## What to work on
Go through the data line by line. Copy each one holding the string "mountain".

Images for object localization
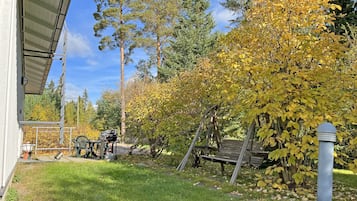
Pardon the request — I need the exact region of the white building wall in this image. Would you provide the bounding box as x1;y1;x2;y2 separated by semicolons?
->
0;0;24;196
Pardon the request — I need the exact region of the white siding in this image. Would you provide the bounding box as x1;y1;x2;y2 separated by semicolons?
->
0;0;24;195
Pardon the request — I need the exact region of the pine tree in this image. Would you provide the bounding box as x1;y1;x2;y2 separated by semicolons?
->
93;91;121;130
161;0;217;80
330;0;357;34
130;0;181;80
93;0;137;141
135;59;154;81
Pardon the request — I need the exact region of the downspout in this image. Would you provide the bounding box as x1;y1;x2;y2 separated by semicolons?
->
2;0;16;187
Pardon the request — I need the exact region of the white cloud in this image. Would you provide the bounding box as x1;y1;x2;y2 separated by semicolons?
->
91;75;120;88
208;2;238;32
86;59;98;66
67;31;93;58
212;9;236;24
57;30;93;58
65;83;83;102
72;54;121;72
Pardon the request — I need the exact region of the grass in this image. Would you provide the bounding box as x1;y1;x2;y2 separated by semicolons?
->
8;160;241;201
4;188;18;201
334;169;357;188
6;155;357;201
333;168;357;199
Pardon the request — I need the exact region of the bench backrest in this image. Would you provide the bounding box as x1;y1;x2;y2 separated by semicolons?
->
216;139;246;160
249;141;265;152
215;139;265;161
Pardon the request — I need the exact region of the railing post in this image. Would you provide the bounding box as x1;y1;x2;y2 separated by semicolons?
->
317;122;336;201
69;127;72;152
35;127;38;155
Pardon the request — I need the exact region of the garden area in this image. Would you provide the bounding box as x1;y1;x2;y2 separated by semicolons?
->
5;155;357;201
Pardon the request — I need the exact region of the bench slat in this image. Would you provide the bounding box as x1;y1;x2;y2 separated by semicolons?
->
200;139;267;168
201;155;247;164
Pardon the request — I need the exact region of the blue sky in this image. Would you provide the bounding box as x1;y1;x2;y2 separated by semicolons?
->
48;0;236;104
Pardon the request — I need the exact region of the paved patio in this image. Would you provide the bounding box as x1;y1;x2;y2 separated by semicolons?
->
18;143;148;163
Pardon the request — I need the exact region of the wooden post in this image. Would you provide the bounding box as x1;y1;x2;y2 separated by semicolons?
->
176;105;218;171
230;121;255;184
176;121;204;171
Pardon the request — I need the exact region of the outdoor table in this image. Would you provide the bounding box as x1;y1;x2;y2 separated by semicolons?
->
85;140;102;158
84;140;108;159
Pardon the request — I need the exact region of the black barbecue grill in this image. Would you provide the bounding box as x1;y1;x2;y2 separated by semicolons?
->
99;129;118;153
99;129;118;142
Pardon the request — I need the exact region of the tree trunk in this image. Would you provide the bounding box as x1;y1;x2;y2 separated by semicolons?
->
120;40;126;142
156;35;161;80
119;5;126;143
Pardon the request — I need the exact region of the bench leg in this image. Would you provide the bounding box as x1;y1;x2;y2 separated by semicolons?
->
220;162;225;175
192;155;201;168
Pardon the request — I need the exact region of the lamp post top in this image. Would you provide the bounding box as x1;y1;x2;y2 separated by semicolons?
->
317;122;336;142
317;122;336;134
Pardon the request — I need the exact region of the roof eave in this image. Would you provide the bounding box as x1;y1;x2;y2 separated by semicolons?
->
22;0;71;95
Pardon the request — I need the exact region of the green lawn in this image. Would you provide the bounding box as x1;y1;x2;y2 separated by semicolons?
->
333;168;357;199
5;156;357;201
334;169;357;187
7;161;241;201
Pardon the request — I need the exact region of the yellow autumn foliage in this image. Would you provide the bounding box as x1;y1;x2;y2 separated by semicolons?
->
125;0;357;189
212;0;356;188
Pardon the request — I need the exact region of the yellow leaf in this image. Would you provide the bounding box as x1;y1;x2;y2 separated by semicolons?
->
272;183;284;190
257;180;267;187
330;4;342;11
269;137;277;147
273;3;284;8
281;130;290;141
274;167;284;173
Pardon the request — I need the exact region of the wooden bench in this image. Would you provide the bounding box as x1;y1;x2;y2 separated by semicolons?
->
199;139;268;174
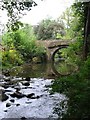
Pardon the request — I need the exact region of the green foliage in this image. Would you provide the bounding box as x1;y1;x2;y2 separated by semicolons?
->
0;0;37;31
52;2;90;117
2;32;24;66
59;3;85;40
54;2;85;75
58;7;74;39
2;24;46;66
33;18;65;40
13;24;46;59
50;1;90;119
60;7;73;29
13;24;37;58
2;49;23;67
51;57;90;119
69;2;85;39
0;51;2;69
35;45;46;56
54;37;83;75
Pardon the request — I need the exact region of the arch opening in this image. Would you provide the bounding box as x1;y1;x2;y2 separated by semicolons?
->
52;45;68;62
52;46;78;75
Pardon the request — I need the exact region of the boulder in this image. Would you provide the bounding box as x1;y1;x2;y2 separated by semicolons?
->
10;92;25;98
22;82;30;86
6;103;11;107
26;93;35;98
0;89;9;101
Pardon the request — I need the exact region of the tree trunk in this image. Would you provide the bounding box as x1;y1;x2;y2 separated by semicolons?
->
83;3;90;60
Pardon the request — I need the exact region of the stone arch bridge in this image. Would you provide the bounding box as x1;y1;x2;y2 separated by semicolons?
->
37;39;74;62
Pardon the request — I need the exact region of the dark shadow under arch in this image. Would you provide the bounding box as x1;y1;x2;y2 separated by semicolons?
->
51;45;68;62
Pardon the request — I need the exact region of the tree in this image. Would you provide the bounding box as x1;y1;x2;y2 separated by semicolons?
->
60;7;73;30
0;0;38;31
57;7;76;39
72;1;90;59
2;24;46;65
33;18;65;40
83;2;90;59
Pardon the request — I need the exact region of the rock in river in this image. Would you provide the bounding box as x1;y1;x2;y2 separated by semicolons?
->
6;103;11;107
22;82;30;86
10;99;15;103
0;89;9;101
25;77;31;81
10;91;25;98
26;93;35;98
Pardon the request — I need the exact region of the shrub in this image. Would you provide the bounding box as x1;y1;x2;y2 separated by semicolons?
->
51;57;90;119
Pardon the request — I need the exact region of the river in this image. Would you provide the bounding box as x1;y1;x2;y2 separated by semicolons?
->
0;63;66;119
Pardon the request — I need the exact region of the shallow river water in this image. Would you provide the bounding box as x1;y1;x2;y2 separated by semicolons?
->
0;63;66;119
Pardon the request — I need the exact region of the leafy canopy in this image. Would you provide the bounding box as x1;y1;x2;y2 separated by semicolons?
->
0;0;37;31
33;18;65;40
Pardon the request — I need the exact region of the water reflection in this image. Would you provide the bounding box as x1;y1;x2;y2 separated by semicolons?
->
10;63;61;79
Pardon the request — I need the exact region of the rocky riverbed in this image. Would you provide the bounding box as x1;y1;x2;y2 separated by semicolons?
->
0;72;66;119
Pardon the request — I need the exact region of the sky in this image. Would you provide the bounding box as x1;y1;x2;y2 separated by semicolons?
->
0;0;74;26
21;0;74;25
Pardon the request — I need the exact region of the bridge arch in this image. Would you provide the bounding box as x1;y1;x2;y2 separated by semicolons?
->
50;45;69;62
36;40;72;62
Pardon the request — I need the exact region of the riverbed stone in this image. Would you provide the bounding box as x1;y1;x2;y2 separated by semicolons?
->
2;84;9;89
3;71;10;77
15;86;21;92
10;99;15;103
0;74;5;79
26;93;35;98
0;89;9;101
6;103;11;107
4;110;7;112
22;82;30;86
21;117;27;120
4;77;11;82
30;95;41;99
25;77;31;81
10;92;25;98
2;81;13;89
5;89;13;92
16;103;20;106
* * *
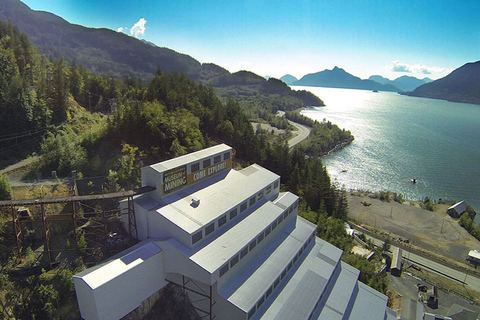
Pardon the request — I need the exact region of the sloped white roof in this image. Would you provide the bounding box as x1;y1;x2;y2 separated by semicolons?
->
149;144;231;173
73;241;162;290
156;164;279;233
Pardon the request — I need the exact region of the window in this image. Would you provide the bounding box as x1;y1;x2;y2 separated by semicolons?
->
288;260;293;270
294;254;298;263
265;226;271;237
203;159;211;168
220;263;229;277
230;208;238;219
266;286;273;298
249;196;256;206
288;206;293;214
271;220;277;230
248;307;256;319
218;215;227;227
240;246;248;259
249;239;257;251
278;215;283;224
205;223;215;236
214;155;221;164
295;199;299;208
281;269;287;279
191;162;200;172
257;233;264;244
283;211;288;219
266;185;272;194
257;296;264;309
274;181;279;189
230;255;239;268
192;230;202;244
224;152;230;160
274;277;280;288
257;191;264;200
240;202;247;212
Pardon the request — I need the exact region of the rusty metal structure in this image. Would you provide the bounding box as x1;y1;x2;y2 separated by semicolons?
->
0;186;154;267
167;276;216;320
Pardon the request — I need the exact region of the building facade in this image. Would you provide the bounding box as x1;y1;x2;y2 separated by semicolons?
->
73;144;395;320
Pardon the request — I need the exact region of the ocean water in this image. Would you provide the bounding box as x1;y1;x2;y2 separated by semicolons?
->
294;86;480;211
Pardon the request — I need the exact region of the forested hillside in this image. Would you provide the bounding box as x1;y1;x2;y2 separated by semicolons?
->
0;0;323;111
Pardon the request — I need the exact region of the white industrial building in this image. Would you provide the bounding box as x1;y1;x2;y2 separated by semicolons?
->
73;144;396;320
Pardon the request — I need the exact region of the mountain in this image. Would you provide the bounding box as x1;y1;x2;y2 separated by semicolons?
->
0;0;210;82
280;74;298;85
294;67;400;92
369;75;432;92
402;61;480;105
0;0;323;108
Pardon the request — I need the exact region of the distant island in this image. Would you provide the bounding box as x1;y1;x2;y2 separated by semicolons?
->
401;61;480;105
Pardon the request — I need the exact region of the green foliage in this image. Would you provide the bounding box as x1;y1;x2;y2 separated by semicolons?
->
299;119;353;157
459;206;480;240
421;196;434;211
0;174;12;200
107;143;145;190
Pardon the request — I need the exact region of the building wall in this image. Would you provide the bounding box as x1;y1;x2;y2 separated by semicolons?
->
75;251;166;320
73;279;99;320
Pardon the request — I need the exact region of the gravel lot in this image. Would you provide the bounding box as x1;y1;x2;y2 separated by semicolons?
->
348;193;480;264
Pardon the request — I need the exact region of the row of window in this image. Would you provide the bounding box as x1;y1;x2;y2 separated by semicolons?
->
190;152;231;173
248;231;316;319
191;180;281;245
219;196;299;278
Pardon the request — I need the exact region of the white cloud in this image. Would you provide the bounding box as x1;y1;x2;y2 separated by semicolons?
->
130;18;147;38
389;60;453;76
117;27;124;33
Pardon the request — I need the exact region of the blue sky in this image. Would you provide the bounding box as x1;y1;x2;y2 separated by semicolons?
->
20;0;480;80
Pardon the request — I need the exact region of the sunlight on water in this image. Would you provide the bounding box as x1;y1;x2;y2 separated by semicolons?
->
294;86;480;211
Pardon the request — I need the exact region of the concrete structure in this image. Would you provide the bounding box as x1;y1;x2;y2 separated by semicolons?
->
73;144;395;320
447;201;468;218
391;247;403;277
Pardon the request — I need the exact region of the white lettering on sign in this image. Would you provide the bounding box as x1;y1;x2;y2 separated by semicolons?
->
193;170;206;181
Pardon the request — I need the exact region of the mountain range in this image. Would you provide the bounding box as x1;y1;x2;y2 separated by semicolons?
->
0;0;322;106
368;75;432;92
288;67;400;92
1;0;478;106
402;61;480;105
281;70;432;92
* * *
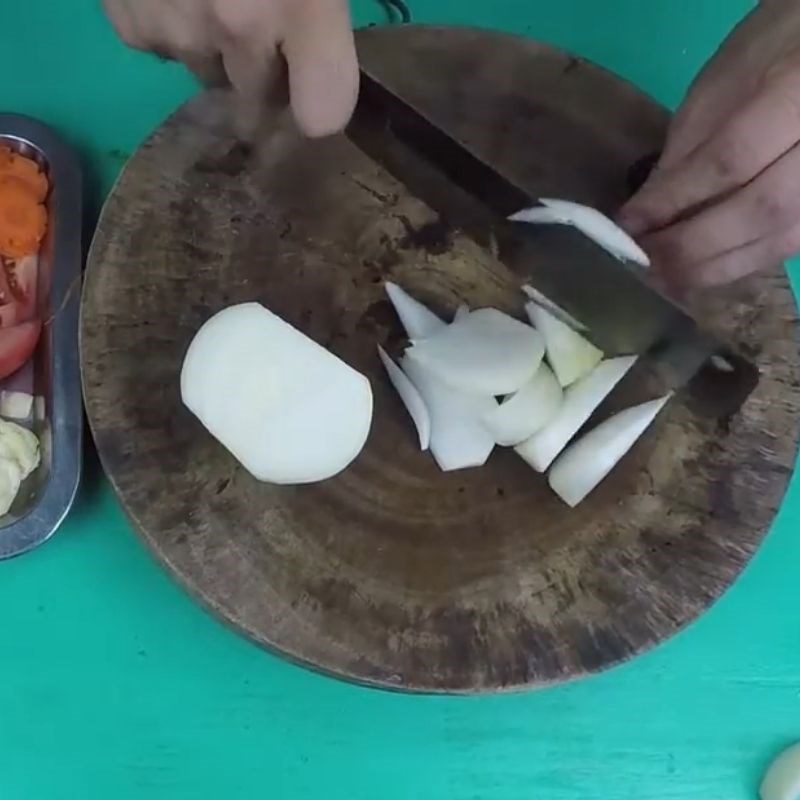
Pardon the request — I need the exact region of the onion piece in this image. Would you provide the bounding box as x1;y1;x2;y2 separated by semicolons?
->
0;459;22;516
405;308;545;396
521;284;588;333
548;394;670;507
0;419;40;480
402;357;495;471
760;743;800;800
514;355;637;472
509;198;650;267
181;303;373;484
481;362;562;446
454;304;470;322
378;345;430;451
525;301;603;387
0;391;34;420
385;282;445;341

## Response
Pardon the request — I need the exact region of the mountain in this image. Would you provide the bounding box as x1;y1;x2;y2 separated by semicolons?
Pardon the request — I need the exact region of the mountain range in this image. Would you provide the bounding box as x1;y1;x2;y2 separated by semicolons?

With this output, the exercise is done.